# What the task asks
Please reproduce every line of the entries below, instructions included, shifting each coordinate in the answer points by -129. Leave the pictures out of your answer.

# Provided records
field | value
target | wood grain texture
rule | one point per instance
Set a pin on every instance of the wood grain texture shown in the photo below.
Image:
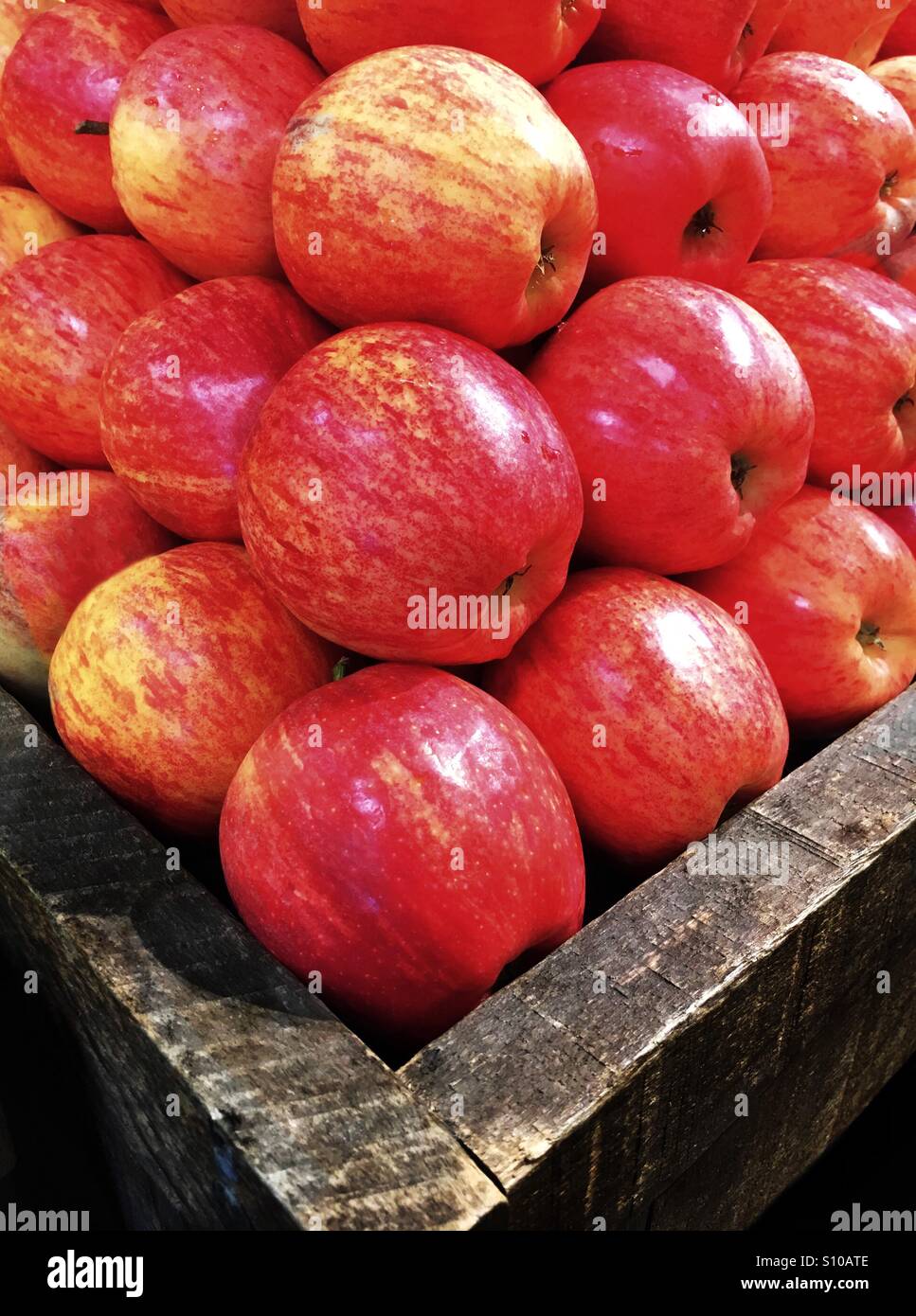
(588, 1103)
(287, 1121)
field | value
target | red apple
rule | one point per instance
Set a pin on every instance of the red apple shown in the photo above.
(829, 597)
(901, 517)
(58, 91)
(655, 707)
(61, 535)
(408, 493)
(168, 674)
(432, 185)
(61, 313)
(195, 132)
(182, 392)
(278, 16)
(854, 334)
(713, 40)
(845, 29)
(689, 418)
(902, 37)
(13, 17)
(407, 839)
(682, 182)
(841, 155)
(27, 223)
(537, 39)
(899, 78)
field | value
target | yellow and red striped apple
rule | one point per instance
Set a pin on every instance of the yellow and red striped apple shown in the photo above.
(58, 91)
(404, 836)
(408, 493)
(828, 594)
(60, 537)
(61, 313)
(27, 223)
(433, 185)
(655, 707)
(195, 133)
(537, 39)
(185, 387)
(168, 674)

# Task response
field | value
target | wood grain texture
rule | one point per instance
Set a pin on every instance of the wood grain texture shown in the photo below.
Image:
(459, 974)
(158, 992)
field | value
target | red apple
rule | one point per instance
Set a pin on every instance of the red apple shown in the photo above.
(700, 468)
(772, 388)
(-71, -38)
(526, 578)
(-68, 406)
(279, 364)
(39, 545)
(303, 56)
(-68, 184)
(66, 3)
(53, 263)
(149, -113)
(725, 205)
(584, -89)
(716, -100)
(560, 289)
(773, -92)
(-116, -112)
(278, 710)
(553, 53)
(712, 26)
(-102, 94)
(408, -90)
(770, -51)
field | value
target | yellow and red striped apple
rule | one point per instance
Set a pin on every instance of the yellow and red striped apple shown in the photo above.
(-71, -38)
(275, 707)
(279, 364)
(699, 465)
(-69, 408)
(-68, 184)
(-102, 94)
(304, 56)
(526, 578)
(66, 4)
(408, -90)
(56, 258)
(39, 545)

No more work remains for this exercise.